Raw records
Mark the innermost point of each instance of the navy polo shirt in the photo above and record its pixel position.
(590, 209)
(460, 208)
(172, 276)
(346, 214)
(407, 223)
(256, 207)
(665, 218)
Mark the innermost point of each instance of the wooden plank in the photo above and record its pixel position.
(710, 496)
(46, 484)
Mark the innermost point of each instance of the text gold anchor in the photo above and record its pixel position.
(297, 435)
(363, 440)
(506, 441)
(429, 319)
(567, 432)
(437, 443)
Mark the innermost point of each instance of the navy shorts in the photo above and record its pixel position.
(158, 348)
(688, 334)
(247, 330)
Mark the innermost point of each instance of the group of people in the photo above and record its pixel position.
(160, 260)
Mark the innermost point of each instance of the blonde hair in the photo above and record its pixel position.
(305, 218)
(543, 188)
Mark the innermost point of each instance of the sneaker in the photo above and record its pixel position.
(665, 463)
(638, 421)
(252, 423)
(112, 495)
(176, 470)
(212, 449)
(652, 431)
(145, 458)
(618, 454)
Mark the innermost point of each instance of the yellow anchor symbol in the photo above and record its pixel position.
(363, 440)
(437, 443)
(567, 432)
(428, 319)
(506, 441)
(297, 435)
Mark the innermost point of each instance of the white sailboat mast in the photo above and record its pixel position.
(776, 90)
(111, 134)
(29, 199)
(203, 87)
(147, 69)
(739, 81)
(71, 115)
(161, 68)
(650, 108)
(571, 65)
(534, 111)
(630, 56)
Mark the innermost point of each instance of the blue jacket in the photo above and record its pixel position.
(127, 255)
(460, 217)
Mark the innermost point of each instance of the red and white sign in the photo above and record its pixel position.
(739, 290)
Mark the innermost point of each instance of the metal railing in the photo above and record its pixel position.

Aim of the exercise
Rewrite every row above with "pixel position" swapped for "pixel coordinates" and everything else left unchanged.

Written answer
Mark the innermost point of each instance of the navy polo shirt in the photo above and record its pixel coordinates.
(590, 209)
(460, 208)
(172, 276)
(346, 214)
(407, 223)
(256, 207)
(665, 218)
Mark the innermost point of each instance of the wooden plank in the photo above and record its pixel coordinates.
(710, 496)
(46, 484)
Mark the innermost point of each instance of the text gold anchor in the photo above and record its pixel coordinates.
(297, 435)
(363, 440)
(506, 441)
(429, 319)
(567, 432)
(437, 443)
Mark the innermost point of each instance of the navy shorts in the photo above and record its pixel coordinates.
(158, 348)
(688, 334)
(247, 330)
Mark the innermost point of each instance of the group of people in the photo above and record its pixel coordinates.
(160, 260)
Mark the innermost point of each instance of the blonde hair in the photo above and record its pixel coordinates.
(305, 218)
(543, 188)
Mark the innermost point of each instance of the sneaker in the photo above and record its pixel coordinates.
(665, 463)
(638, 421)
(252, 423)
(112, 495)
(176, 470)
(212, 449)
(652, 431)
(145, 458)
(618, 454)
Mark the innermost point of each instance of the yellow anchor symbol in the photo above and record its pixel coordinates.
(363, 440)
(437, 443)
(567, 432)
(428, 319)
(506, 441)
(297, 435)
Mark the innermost point of each instance of the white sailboat mast in the photo above and record its pixel coordinates.
(776, 90)
(111, 134)
(29, 199)
(203, 87)
(147, 69)
(739, 81)
(71, 115)
(161, 68)
(650, 108)
(571, 65)
(534, 111)
(630, 56)
Mark the innermost point of each instance of the blue jacket in the photo above and record its pixel coordinates.
(127, 255)
(460, 217)
Mark the innermost point of each instance of the red and white sign in the photo above and record its pixel coordinates.
(739, 290)
Mark the innermost point of each instance of the metal railing in the photo above and record its pixel coordinates.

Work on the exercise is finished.